Retype the whole listing verbatim and keep the pictures out of it.

....

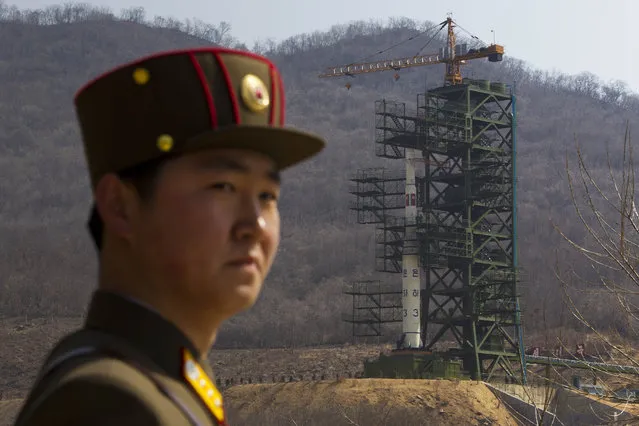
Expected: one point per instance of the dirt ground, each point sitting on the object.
(359, 402)
(345, 401)
(367, 402)
(321, 392)
(25, 343)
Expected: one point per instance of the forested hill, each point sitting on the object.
(47, 263)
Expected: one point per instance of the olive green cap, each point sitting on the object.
(179, 101)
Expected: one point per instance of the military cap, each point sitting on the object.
(180, 101)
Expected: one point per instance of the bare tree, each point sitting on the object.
(603, 299)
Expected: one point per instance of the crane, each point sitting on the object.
(452, 55)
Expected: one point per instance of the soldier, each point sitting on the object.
(184, 151)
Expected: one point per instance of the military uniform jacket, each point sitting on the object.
(126, 366)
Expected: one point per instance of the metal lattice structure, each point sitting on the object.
(466, 224)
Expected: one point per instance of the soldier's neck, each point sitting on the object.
(199, 327)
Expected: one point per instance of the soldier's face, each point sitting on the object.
(210, 234)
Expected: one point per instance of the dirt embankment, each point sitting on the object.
(366, 402)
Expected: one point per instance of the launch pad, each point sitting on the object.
(413, 364)
(447, 224)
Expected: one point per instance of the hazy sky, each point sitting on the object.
(567, 35)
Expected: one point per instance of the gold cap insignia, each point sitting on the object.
(197, 378)
(165, 143)
(254, 93)
(141, 76)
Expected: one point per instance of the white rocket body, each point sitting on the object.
(411, 274)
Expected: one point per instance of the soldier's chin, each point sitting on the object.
(239, 298)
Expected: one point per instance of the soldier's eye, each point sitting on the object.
(268, 196)
(224, 186)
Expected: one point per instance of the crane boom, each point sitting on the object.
(448, 56)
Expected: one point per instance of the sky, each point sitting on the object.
(569, 36)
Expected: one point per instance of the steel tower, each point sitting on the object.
(465, 235)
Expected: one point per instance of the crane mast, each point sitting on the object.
(452, 55)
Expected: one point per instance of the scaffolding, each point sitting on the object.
(466, 226)
(374, 303)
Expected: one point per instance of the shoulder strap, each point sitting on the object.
(90, 344)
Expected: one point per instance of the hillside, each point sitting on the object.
(46, 258)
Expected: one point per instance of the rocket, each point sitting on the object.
(411, 274)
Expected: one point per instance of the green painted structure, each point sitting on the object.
(466, 221)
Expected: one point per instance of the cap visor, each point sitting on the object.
(285, 146)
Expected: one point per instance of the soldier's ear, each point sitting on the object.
(116, 204)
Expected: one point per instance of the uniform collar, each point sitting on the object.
(144, 328)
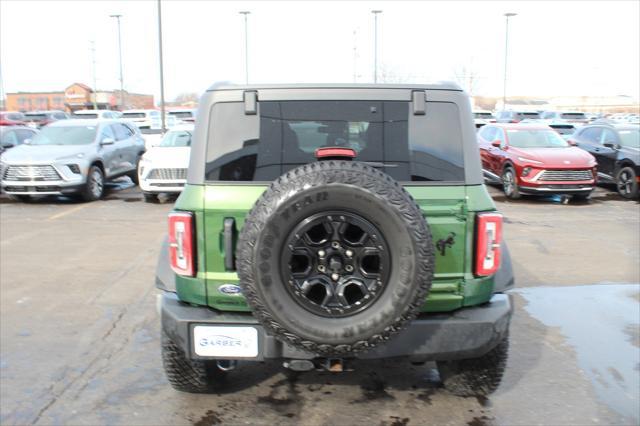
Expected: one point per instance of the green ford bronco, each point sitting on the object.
(322, 224)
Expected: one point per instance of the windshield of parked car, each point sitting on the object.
(65, 135)
(176, 138)
(630, 138)
(573, 116)
(532, 138)
(133, 115)
(35, 116)
(181, 114)
(11, 116)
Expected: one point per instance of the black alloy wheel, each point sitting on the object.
(336, 263)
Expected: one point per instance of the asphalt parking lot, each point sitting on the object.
(80, 334)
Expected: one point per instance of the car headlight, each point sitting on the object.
(529, 160)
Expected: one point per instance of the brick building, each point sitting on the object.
(76, 96)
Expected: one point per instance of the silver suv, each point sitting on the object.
(72, 157)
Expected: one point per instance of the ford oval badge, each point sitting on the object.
(230, 289)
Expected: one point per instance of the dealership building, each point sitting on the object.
(77, 96)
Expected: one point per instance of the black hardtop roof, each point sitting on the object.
(444, 85)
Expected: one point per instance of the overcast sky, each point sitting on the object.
(555, 48)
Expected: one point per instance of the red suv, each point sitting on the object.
(534, 159)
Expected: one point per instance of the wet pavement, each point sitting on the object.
(602, 325)
(79, 340)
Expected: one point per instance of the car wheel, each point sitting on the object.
(188, 375)
(150, 197)
(133, 175)
(335, 258)
(627, 182)
(94, 188)
(510, 183)
(582, 197)
(475, 376)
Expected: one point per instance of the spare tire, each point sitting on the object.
(335, 258)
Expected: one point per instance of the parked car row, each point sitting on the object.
(77, 156)
(529, 157)
(532, 158)
(145, 119)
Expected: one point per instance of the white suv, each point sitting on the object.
(163, 168)
(147, 119)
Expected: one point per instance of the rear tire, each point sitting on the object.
(627, 182)
(475, 376)
(582, 197)
(94, 188)
(510, 183)
(133, 175)
(188, 375)
(150, 197)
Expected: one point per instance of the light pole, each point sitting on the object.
(506, 50)
(246, 47)
(95, 84)
(375, 44)
(120, 55)
(162, 117)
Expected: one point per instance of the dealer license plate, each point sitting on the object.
(228, 342)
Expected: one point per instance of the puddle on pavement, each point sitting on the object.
(601, 323)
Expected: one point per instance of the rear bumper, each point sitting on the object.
(465, 333)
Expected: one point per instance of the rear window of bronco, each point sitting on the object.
(286, 134)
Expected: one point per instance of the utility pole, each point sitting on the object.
(162, 117)
(355, 56)
(506, 50)
(95, 86)
(120, 55)
(246, 46)
(375, 44)
(3, 101)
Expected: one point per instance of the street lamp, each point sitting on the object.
(162, 117)
(120, 55)
(506, 47)
(246, 47)
(375, 44)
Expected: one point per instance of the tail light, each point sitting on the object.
(488, 238)
(181, 243)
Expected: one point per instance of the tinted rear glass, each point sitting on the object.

....

### Task answer
Expected: one point per instance of the dirt ground, each point sitting on the object.
(359, 402)
(345, 401)
(367, 402)
(321, 392)
(25, 343)
Expected: one point per instance of the forested hill, each point sitting on the object.
(47, 263)
Expected: one point per instance of the olive green cap, each point sitting on the object.
(179, 101)
Expected: one point per instance of the military cap, each point sitting on the object.
(180, 101)
Expected: one point per instance of the bare tree, each point sitting on the object.
(603, 299)
Expected: one point per instance of the crane, each point sitting on the object.
(452, 55)
Expected: one point per instance of the soldier, each point sitting on the object.
(184, 151)
Expected: one point per instance of the military uniform jacket, each point sitting on the object.
(126, 366)
Expected: one point per instance of the metal lattice structure, each point sitting on the object.
(466, 224)
Expected: one point per instance of the soldier's neck, each point sitting on the object.
(199, 327)
Expected: one point per instance of the soldier's face, each point sitting on the object.
(210, 234)
Expected: one point per instance of the dirt embankment, each point sitting on the object.
(366, 402)
Expected: one point per instance of the launch pad, each point sitting on the object.
(413, 364)
(447, 224)
Expected: one point per instance of the hazy sky, each point sitting on the object.
(567, 35)
Expected: one point per instance of the gold cap insignia, each point sitting on the object.
(197, 378)
(165, 143)
(254, 93)
(141, 76)
Expected: one point per instance of the white rocket body, each point sitting on the object.
(411, 274)
Expected: one point per instance of the soldier's chin, each point sitting on the object.
(239, 298)
Expected: one point per instance of the soldier's eye, each point sitting on the object.
(268, 196)
(224, 186)
Expected: one point per instance of the crane boom, each point sitting on the object.
(448, 56)
Expected: one point per instance of the sky, each point sitting on the object.
(569, 36)
Expected: one point per instance of the steel tower, each point sitting on the object.
(465, 235)
Expected: one point per instance of the crane mast, each point sitting on the object.
(452, 55)
Expected: one point per instance of the scaffolding, each point sitting on the object.
(466, 226)
(374, 303)
Expected: one point per instance of the shoulder strap, each point sitting on the object.
(90, 344)
Expected: one point per instance of the hillside, each point sitting on the object.
(46, 258)
Expected: one point per instance of the rocket, each point sitting on the object.
(411, 274)
Expected: one point per instance of the green painted structure, each point sitting on the object.
(466, 221)
Expected: one point per instance of the cap visor, each point sitting on the object.
(285, 146)
Expected: one point per instance of the soldier's ear, each point sitting on the object.
(116, 204)
Expected: one point per instance of the uniform collar, each point sitting on the object.
(144, 328)
Expected: one point per instance of the green ford bronco, each point sitting on the object.
(322, 224)
Expected: one point per instance of the windshield of parked car, each point sitting on the object.
(65, 135)
(176, 138)
(630, 138)
(573, 116)
(532, 138)
(133, 115)
(35, 116)
(181, 114)
(11, 116)
Expected: one point per instance of the black alloy wheel, each point sitting on the object.
(336, 263)
Expected: one point per instance of the asphalt parking lot, each point sitting on the object.
(80, 334)
Expected: one point per instance of the car headlight, each point sitting on the object.
(529, 160)
Expected: one point per instance of the brick building, each point sitting on the object.
(76, 96)
Expected: one point per instance of the silver suv, each point sitting on the object.
(72, 157)
Expected: one point per instance of the ford oval badge, each point sitting on the object.
(230, 289)
Expected: one point per instance of the dealership building, each point sitting on the object.
(77, 96)
Expected: one point per instance of the black hardtop roof, each point sitting on the object.
(444, 85)
Expected: one point per instance of the overcast sky, each point sitting on the object.
(555, 48)
Expected: one point per instance of the red suv, each point sitting on the object.
(534, 159)
Expected: one point per instance of the wet pavement, each point sitting on the object.
(602, 325)
(79, 340)
Expected: one point per instance of the car wheel, each point sitting on the object.
(188, 375)
(150, 197)
(133, 175)
(335, 258)
(627, 182)
(94, 188)
(510, 183)
(582, 197)
(475, 376)
Expected: one point per instance of the spare tire, each point sitting on the object.
(335, 258)
Expected: one point per instance of the parked car row, each point sitting on the object.
(77, 156)
(529, 157)
(532, 158)
(145, 119)
Expected: one point per instance of the white suv, each point sitting on the object.
(163, 168)
(147, 119)
Expected: one point per instance of the rear tire, each point sitting on the object.
(627, 182)
(475, 376)
(582, 197)
(94, 188)
(510, 183)
(133, 175)
(188, 375)
(150, 197)
Expected: one point per instance of the light pole, each point sitting on the object.
(506, 50)
(246, 47)
(95, 84)
(375, 44)
(120, 55)
(162, 117)
Expected: one point per instance of the dealer license plate, each point sitting on the object.
(228, 342)
Expected: one point per instance of the puddle on pavement, each point sitting on the object.
(601, 323)
Expected: one point per instance of the rear bumper, each point sitting on the object.
(465, 333)
Expected: one point per instance of the rear window of bronco, each point sitting on the object.
(286, 134)
Expected: one point per instance of the utility pole, each point sitting on the object.
(162, 117)
(355, 56)
(506, 50)
(95, 86)
(120, 55)
(246, 46)
(375, 44)
(3, 101)
Expected: one point per instance of the street lamp, each point sitting on the object.
(162, 117)
(120, 55)
(506, 47)
(246, 47)
(375, 44)
Expected: one point per instance of the tail light, each point sitting on the object.
(488, 238)
(181, 243)
Expected: one point per instance of the tinted rear glass, each point sitting on the object.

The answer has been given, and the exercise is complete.